Stored records -

_____

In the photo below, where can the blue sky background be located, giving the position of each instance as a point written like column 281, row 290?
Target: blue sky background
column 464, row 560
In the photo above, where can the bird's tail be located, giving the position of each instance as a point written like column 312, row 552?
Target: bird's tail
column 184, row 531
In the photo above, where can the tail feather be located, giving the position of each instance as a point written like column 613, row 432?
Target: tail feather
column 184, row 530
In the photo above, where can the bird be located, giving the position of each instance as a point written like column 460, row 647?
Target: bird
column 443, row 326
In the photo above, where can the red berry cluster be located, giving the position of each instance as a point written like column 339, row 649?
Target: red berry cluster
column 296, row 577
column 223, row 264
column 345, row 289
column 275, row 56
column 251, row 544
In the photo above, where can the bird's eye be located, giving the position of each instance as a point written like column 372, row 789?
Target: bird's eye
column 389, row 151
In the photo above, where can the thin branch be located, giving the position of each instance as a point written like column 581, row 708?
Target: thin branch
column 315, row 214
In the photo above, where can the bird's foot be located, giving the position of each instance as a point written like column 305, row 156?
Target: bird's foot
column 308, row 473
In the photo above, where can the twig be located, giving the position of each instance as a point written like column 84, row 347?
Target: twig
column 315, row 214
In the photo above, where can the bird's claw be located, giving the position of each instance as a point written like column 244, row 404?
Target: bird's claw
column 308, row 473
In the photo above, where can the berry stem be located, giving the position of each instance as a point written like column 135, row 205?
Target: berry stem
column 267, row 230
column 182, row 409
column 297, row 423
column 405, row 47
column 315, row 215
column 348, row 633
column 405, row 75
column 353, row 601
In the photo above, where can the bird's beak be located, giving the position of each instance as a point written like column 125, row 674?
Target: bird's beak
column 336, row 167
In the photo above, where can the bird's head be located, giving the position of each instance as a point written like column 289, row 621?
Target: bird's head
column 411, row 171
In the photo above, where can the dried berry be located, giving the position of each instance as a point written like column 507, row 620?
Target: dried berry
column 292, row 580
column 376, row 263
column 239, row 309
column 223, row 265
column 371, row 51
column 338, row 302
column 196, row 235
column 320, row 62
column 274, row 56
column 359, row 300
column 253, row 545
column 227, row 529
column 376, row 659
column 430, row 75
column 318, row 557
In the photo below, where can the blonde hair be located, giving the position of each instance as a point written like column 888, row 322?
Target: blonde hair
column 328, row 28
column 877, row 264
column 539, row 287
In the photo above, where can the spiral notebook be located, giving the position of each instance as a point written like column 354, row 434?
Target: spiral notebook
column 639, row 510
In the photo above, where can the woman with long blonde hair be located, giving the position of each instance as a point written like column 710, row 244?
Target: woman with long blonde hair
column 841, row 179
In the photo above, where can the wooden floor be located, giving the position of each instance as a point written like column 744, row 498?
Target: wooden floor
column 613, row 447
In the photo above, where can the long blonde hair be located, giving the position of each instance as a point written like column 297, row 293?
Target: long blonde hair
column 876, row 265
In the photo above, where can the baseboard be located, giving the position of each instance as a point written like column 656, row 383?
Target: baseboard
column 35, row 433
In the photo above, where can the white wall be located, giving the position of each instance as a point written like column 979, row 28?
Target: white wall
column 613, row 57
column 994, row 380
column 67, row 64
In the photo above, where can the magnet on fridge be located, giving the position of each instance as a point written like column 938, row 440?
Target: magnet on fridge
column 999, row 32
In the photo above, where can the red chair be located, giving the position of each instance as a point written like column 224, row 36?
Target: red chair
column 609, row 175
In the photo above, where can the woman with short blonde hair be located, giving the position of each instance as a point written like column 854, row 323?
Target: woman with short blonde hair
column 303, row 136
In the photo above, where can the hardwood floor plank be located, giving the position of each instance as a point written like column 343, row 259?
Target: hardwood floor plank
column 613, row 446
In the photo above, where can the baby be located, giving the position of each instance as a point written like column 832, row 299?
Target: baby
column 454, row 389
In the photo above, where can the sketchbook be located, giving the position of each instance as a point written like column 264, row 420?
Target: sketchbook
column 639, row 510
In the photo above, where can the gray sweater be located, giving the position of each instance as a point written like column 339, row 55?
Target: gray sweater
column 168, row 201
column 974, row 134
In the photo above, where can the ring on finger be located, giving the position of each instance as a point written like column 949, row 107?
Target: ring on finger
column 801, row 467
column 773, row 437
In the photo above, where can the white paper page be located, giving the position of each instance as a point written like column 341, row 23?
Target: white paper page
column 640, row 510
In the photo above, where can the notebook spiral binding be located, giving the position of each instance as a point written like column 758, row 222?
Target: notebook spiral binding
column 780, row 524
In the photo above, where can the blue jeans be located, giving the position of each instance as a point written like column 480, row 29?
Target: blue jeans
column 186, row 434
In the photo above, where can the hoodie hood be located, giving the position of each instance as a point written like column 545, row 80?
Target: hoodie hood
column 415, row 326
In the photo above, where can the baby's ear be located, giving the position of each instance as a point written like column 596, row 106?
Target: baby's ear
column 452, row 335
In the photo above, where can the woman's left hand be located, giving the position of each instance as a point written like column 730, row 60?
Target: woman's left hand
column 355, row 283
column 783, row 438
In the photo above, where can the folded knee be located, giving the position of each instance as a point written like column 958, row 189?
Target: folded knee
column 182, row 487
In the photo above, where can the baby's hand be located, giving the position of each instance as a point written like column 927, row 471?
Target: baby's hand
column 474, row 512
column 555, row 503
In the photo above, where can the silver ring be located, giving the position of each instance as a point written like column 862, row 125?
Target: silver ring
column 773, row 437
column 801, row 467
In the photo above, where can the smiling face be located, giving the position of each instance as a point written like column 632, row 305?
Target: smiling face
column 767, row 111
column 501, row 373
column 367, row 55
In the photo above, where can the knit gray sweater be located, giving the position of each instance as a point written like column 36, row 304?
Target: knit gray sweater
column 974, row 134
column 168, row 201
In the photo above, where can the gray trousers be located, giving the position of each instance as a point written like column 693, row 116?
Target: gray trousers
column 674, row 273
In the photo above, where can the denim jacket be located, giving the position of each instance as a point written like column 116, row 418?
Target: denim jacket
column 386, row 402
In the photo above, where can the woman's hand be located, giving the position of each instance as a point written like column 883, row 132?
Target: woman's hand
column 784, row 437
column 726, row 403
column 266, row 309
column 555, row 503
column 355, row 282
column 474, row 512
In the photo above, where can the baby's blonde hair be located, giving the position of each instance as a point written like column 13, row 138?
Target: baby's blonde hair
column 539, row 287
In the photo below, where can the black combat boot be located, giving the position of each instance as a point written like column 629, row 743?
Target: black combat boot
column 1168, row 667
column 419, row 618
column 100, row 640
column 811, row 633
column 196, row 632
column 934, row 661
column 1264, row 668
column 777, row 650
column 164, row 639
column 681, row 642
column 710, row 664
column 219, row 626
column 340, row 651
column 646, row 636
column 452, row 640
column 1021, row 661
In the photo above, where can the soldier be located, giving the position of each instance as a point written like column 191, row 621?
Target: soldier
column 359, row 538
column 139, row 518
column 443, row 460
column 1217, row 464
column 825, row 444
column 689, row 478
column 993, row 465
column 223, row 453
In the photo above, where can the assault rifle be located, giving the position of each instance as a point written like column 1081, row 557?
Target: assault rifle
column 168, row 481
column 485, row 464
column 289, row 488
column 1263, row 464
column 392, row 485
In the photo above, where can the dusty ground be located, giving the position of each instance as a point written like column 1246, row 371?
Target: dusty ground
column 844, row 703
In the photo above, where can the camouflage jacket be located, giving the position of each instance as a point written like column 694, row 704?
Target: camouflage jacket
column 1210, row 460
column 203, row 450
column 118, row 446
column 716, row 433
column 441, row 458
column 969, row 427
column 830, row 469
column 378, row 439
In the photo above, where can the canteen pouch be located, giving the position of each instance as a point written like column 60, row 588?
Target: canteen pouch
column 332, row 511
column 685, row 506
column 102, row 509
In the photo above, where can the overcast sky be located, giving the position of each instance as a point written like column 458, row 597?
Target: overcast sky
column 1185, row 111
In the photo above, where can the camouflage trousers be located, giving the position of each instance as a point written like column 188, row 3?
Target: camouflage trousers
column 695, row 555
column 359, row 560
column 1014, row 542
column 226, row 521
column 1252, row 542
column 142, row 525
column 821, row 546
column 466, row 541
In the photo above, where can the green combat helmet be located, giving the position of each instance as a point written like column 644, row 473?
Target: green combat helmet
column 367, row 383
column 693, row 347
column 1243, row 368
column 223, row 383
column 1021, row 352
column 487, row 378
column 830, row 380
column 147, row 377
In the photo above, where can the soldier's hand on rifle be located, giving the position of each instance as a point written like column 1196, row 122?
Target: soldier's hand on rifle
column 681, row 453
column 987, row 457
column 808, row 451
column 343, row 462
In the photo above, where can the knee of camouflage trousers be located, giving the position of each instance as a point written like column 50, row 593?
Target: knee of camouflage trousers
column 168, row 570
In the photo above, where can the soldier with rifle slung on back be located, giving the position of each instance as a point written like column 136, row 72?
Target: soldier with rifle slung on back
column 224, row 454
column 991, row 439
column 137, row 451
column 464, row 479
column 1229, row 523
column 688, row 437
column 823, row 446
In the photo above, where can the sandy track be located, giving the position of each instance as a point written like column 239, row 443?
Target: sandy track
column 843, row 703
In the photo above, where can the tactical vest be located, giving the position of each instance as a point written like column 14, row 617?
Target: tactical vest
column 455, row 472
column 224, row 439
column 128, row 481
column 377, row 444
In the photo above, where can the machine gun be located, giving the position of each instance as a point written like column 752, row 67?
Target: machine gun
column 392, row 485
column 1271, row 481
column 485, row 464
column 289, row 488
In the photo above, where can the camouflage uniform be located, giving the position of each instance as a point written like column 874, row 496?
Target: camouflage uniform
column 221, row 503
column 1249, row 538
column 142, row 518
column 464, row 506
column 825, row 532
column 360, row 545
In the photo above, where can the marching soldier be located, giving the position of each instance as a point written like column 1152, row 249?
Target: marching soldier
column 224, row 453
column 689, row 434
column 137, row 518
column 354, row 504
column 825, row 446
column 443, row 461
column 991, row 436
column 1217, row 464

_____

Problem to work on - Would you give again, word for word, every line from the one with "In the photo above, where can the machine" through the final line of the listing above?

In response -
In the photo above, where can the machine gun be located, giving the position of each instance as a point written like column 752, row 67?
Target: machine gun
column 392, row 485
column 1271, row 481
column 485, row 464
column 289, row 488
In the photo above, where can the camouflage uniform be located, giving the position of each instance as a point written like column 874, row 496?
Target: camouflage uniform
column 221, row 503
column 1249, row 538
column 142, row 518
column 464, row 506
column 825, row 532
column 360, row 545
In the photo above, where can the marching soldier be located, giving the position of each instance as a point written like column 1152, row 249?
Target: marching soldier
column 224, row 453
column 689, row 434
column 137, row 518
column 354, row 504
column 825, row 446
column 443, row 461
column 991, row 436
column 1217, row 464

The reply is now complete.